[EXCERPT TO READ — start]

And I will tell you right now, the coaches and mentors and people that uplift you will always uplift you, they will never ever tear you down. It's going to be your friends that you drink wine with after work at the bar or do happy hours with or go have beers with it at a rams game, you know, that are going to tell you that you can't succeed. Don't listen to those people.

You don't want to be sitting on the barstool when you're 60 years old, right?

So just keep going just keep putting one foot in front of the other and you can and will achieve success. It may not be exactly what you want, it could be even better could be different. However, if you just move you will achieve some type of success.

 

Savannah:

Yeah.100% And I think the last thing I did want to ask you because I think this will also help nonprofits that are looking to partner with sponsorships and and not really knowing kind of how to go about that go about that. I want to know your process, like the process of becoming a sponsor for your cause?

 

Michelle:

So are kind of how you partner with them. Yeah, so I'm gonna go at this two different ways. So I'm gonna, I'm gonna, I'm going to talk about being the face of your organization being the CEO. And what that entails. And I think it's very important to network and your network is your net worth, is what my coach tells me often. And it's all about branding, right? So you have to make sure that all your T's are crossed and your eyes are dotted. You you need to go out, you need to shake hands with people you need to meet people.

Relationship capital is what will grow you the most. So I talked to a lot of organizations that are kind of shocked that we're growing. One of the reasons we are growing is because I am out there hustling, I go to events, we are changing our and shifting our dynamic a little next year, but I'm still going to be out networking, I'm still going to be making phone calls and shaking hands with people.

You know, fundraising, I used to view as an annoying part of running a nonprofit organization. However, it is an essential part. So when you want to attract a sponsor, whether it's an individual or a corporation, you first grow that relationship, you ask them how their children are doing, what do they like to do for fun, grow the relationship to where if you give them a phone call, and it's not scheduled, they'll still pick it up. And I think that's important to remember.

So when, as a CEO of an organization, just remember that other CEOs of corporations and other CEOs that you want to attract to become sponsors for your organization, they're busy as well, you know, so, so invest time into building those relationships.

[EXCERPT TO READ — finish]
[INFORMATION GIVEN — start]

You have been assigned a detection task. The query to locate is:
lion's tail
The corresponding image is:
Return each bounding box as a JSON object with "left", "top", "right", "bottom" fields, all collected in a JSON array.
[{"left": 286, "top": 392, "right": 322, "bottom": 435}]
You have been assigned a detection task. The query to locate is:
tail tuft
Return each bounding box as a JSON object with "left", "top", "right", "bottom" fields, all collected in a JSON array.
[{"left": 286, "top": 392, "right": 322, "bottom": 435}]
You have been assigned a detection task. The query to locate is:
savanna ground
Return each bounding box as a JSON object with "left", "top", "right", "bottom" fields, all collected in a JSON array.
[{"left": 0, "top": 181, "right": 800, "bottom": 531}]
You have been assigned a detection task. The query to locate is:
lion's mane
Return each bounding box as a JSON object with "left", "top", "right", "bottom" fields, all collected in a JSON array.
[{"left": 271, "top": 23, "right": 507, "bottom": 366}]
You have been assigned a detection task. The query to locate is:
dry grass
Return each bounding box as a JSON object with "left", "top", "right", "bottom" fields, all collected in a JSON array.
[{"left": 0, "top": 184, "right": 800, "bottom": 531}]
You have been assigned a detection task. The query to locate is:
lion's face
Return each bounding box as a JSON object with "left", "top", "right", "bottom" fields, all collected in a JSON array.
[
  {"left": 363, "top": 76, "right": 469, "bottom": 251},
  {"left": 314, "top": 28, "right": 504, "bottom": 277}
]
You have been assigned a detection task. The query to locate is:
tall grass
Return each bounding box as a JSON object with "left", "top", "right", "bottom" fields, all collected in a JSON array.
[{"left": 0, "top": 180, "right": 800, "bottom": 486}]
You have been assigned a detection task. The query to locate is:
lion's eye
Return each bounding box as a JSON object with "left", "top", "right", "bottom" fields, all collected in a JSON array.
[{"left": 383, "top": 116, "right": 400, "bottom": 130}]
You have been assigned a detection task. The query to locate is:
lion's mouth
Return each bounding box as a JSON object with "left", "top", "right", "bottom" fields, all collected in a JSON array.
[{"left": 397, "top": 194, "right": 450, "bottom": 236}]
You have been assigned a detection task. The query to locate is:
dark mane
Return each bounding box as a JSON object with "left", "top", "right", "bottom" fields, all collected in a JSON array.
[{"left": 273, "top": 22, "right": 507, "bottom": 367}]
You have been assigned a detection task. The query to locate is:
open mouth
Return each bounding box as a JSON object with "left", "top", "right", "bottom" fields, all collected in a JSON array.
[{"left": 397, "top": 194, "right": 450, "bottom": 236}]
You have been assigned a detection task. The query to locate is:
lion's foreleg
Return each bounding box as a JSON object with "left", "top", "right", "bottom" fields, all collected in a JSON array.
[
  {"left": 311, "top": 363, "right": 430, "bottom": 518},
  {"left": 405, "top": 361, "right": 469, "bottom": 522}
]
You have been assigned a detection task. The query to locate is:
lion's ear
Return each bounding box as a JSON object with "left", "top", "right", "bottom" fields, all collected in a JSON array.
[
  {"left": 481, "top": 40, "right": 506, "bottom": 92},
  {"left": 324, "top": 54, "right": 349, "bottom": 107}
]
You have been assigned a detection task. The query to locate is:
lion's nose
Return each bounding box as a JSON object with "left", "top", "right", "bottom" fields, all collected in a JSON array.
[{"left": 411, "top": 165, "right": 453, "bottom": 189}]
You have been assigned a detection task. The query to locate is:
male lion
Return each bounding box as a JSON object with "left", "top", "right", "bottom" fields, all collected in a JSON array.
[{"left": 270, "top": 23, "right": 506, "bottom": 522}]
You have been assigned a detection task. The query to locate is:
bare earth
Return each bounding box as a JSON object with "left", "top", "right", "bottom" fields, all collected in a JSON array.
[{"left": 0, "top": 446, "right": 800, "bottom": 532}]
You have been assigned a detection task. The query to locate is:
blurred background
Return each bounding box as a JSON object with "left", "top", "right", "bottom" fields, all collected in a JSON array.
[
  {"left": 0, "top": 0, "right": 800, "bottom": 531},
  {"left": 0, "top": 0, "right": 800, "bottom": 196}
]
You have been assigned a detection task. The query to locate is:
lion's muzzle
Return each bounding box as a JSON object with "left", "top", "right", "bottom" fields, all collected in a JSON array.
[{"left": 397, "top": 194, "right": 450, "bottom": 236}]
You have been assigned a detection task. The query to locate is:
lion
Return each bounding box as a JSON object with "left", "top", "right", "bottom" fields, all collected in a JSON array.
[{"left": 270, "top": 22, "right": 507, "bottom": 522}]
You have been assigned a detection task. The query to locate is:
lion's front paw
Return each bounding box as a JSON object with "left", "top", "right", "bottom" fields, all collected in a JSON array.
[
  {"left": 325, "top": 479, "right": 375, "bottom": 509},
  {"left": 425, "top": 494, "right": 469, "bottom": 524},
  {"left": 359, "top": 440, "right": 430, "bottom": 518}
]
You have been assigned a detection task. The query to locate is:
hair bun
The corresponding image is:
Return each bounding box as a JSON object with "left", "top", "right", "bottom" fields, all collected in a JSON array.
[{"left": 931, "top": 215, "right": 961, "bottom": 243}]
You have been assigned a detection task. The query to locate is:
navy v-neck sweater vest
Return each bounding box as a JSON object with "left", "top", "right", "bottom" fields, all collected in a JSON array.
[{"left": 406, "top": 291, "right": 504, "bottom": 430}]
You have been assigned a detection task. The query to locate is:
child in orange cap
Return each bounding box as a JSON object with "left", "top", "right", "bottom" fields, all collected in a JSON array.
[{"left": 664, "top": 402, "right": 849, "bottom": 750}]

[INFORMATION GIVEN — finish]

REQUIREMENT:
Please write what comes next in the interview transcript on building sponsor relationships for a nonprofit, picking up after its last sentence. The data has no connection to the text.

ANSWER TO THIS TASK:
And that's, that's the main thing that I would want to say.

 

Savannah:

Yeah, that makes sense. Well, thank you, again, so much for coming on to the show. And not only sharing your advice, but sharing your story, and your organization that possibly could help someone listening today.

So is there anything you would like to say to the listeners, before we go?

 

Michelle:

Yeah, I would like to give a couple of free gifts. If you are on your computer, and you go to unsilencemyvoice.com. Again, it's unsilencemyvoice.com you can get some information about steps to overcome challenges. If you go to unsilencedvoices.org, there are, there's a resources section, you can download a list of resources.

But really, the last thing that I'd like to leave with you is, is believe in yourself. And I think that that is something that we don't do these days, and we allow social media to impact us. We allow other people's words and criticisms to impact where we're going and I would highly suggest just believe in yourself, invest in yourself, read good books, listen to amazing podcasts like this one, get inspired and and just keep going.

 

Savannah:

Yeah, and if I can add to surround yourself with people that believe in you. You know, a support system is if you can find one is is amazing. But I will link everything you mentioned in the show notes so everyone can find those links and those resources. And yeah, thank you again for coming on to the show.

 

Michelle:

Yeah, thank you so much for having me, Savannah, and hope you and everybody listening has a great rest of your day.